(REQUIRED WORK)
Reproduce everything in the passage on the ADB's Pakistan forecast from "In a report" down to "and fiscal imbalances.".

(SELECTED PASSAGE)
The Asian Development Bank (ADB) has forecasted that Pakistan’s economic growth will “recover slightly” in fiscal year 2022-23 (FY23) as a result of structural reforms.
In a report released on Thursday, the ADB stated that Pakistan’s GDP growth was expected to be moderate in the next financial year, due to fiscal tightening measures to manage growing demand pressures and contain external and fiscal imbalances.
The Asian Development Bank (ADB) has announced a slight revision to its inflationary forecast for the next financial year, 2022. The bank has also said that there will be a more substantial revision for the year after that, 2023. The reason for this is rising food and energy prices internationally, as well as the recent government hike in energy tariffs and removal of subsidies in the oil and power sectors in Pakistan. This is all part of the International Monetary Fund (IMF) agreement.

(GIVEN DATA)
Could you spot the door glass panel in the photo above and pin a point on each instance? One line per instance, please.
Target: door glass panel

(ANSWER FOR THE TASK)
In a report released on Thursday, the ADB stated that Pakistan’s GDP growth was expected to be moderate in the next financial year, due to fiscal tightening measures to manage growing demand pressures and contain external and fiscal imbalances.